▶ _RECORD EXCERPTS_:
..............................
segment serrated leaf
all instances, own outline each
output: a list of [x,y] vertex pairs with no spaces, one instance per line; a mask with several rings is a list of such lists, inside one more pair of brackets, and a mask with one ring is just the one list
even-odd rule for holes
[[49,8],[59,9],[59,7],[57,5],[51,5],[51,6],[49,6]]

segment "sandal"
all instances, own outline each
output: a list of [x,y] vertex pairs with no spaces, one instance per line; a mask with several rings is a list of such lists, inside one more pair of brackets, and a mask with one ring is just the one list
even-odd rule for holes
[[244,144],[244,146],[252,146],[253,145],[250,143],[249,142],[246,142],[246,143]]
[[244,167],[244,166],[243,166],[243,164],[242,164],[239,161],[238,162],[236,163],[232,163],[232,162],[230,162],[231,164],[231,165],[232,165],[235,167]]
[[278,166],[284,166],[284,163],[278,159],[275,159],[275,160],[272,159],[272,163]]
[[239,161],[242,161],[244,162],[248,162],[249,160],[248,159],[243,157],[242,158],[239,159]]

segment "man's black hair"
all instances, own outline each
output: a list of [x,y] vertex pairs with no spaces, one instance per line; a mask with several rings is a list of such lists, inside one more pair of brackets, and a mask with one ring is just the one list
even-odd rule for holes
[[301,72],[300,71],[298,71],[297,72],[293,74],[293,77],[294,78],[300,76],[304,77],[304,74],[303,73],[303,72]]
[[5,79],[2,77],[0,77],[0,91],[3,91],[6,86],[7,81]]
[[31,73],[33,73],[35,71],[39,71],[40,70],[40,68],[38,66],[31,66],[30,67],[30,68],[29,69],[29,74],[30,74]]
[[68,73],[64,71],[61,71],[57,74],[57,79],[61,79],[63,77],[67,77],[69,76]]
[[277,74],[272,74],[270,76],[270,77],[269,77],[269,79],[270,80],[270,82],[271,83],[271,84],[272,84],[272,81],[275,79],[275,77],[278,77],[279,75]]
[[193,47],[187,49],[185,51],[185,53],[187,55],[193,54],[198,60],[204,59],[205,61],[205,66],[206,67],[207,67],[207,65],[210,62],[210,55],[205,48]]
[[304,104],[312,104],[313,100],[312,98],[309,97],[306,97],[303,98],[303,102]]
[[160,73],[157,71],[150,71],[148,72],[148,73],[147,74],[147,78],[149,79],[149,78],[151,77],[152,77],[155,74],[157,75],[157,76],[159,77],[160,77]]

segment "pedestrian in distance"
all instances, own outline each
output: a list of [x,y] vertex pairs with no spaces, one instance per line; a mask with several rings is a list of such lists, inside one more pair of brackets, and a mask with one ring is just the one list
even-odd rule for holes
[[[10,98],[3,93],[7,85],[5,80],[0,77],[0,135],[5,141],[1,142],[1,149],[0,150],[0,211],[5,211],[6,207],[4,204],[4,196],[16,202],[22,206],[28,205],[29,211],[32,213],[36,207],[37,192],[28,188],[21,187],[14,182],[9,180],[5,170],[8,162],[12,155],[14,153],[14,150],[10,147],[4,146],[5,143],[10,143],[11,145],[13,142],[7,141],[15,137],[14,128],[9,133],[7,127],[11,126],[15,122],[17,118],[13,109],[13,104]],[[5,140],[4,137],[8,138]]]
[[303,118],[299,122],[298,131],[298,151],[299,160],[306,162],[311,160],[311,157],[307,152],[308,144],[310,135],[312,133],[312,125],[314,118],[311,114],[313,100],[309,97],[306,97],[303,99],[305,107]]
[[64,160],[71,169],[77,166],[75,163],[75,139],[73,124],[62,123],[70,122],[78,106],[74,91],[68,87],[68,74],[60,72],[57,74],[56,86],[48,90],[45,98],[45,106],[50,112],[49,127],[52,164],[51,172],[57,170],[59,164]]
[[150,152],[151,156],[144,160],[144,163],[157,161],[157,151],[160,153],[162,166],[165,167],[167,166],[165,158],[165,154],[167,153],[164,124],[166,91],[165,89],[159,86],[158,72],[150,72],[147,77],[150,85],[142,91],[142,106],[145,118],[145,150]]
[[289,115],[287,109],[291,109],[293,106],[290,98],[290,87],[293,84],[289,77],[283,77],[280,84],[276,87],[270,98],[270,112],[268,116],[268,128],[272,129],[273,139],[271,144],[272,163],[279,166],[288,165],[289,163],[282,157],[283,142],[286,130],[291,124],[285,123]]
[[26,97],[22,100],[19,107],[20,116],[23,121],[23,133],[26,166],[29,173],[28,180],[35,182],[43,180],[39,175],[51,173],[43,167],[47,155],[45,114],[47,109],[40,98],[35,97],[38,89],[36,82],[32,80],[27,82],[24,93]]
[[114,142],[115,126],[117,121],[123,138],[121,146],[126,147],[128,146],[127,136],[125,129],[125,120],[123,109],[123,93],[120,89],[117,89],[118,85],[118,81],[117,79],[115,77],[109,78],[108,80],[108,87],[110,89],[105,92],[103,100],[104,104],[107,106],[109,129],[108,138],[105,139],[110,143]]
..............................
▶ _YOUR OBJECTIVE_:
Which lines in the material above contain the word "segment"? Select each one and copy it out in full.

▶ _TASK OUTPUT_:
segment serrated leaf
segment "sandal"
segment "man's black hair"
segment "pedestrian in distance"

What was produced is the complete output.